Selected passage -
_ _ _
In 1977, the state government acquired agricultural lands along the Tapi river for building embankments and a drinking water project. After a satsang in 1984, Asaram’s ashram occupied a stretch of this land and “regularised” the encroachment in just three weeks through its influence over the then revenue minister Atmaram Patel. The farmers raised objection in 2004 and the Gujarat High Court returned the land to the state in 2006.
Outside Gujarat, Asaram’s illegal claim over 13.5 katthas of land was rejected by a Bihar court in 2009 after a protracted battle with the Bihar State Board of Religious Trusts, which eventually got possession of the plot. In Odisha this May, the Cuttack Municipal Corporation razed an Asaram ashram built illegally in the city.
In none of these cases, Asaram tried to resist the state once he lost the legal battle. “Land cases won’t make much of a dent in his empire,” says a retired police officer in Indore. “He anyway controls too much land and losing a few acres doesn’t worry him. Also, the cases of those children’s deaths never implicated him directly. His only potential vulnerability has always been his weakness for women.”
_ _ _
Entries provided -
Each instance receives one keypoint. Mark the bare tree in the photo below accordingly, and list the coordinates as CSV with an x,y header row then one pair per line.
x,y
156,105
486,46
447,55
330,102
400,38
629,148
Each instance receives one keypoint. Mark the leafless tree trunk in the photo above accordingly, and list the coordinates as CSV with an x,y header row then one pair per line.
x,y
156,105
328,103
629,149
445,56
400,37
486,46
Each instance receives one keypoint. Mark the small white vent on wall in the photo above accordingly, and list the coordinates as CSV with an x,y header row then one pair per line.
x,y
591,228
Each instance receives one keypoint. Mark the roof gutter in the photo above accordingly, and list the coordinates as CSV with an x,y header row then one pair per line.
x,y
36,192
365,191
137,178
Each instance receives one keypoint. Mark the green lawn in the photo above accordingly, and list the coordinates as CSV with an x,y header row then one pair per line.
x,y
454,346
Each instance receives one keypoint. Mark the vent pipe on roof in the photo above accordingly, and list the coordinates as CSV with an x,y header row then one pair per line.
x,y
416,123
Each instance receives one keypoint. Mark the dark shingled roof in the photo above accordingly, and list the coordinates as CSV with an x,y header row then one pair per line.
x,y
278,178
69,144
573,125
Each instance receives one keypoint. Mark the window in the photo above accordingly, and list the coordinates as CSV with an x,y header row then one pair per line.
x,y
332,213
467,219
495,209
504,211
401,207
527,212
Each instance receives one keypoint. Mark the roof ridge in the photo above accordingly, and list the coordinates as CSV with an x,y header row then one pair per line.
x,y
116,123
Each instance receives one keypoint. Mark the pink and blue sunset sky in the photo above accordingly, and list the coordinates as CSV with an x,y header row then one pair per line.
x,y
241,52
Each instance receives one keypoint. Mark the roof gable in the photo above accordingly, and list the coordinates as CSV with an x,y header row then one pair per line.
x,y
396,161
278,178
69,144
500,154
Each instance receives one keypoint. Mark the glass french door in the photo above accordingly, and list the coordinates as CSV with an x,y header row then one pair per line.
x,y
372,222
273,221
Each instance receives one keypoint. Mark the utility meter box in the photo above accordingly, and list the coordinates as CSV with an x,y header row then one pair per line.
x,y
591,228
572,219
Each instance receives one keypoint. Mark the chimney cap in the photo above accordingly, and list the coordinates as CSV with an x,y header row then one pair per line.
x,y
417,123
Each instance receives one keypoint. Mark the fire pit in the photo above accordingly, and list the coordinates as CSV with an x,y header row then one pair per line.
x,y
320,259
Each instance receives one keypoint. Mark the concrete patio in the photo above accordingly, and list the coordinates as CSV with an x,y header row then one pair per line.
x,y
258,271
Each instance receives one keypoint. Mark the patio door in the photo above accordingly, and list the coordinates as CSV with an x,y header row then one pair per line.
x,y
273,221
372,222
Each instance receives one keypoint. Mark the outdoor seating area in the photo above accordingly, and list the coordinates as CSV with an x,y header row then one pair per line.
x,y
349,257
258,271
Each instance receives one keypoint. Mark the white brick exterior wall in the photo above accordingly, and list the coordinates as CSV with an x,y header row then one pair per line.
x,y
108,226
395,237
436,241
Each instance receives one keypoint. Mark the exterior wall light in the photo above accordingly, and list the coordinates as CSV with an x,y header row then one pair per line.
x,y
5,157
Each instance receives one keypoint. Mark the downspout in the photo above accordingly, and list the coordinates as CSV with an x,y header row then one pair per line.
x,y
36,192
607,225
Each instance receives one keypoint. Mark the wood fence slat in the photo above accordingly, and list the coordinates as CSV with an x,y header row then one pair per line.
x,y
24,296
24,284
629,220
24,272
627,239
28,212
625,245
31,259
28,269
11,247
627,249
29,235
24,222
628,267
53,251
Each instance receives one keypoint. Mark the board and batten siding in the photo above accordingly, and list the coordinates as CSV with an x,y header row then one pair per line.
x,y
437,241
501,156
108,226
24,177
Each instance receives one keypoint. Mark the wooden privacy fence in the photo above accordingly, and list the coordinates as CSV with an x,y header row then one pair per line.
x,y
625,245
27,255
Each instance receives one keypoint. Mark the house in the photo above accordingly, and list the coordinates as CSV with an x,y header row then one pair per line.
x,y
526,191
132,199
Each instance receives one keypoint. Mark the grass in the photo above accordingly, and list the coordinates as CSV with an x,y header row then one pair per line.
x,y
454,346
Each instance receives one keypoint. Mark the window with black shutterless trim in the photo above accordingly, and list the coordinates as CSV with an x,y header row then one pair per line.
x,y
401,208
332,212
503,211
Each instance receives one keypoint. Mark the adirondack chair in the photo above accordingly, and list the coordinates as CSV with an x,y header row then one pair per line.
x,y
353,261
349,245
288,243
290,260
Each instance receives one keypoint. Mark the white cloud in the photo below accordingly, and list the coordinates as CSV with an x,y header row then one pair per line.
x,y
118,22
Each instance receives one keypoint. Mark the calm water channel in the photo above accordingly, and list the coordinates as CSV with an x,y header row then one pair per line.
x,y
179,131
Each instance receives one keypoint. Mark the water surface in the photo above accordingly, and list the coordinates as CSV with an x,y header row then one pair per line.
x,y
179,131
_ _ _
Activity list -
**a.** Give each year that the account of Asaram's land disputes states as a numeral.
**b.** Resume the account of Asaram's land disputes from the point where it stops.

Outputs by task -
**a.** 1977, 1984, 2004, 2006, 2009

**b.**
When people line up for darshan, Asaram apparently throws a fruit or whatever is handy at a girl who catches his fancy. Women from the ashram then convince the girl and her family to send her to Asaram’s mahila ashram so that the guru can perform an anushthan with her. “If he gets his way, you can imagine what anushthan he performs,” alleges a source who directs me to Asaram’s former physician.
Prajapati says he had revived the guru from his deathbed in the mid-1990s and was given access to his bedroom every full moon to check his health. During one visit, he says he got the shock of his life. “I never questioned why a godman took insulin for thyroid. But then I got to know that his days in solitude were meant for these dirty activities. He must have violated at least a thousand women,” he alleges.
That is an astounding claim and it is difficult to imagine that the guru and his cult have the power to silence so many women. But a trader recalls Asaram attending “parties with arrangements for scented baths” at the kothis of the rich and powerful of Alwar, Rajasthan, since the mid-1990s, and vouches for his “give no margin” strategy.
“Once one becomes an ashram inmate, there is virtually no escape,” seconds a teacher who claims to have been associated with Asaram’s Chhindwara ashram. “There are still 200-odd women in various ashrams run by Asaram’s wife. Those from outside are made to toe the line by his goons. If the lakshman rekha is breached, Asaram becomes inaccessible. Didn’t he refuse darshan to the family of the Jodhpur victim when they came to meet him in Delhi after the incident?”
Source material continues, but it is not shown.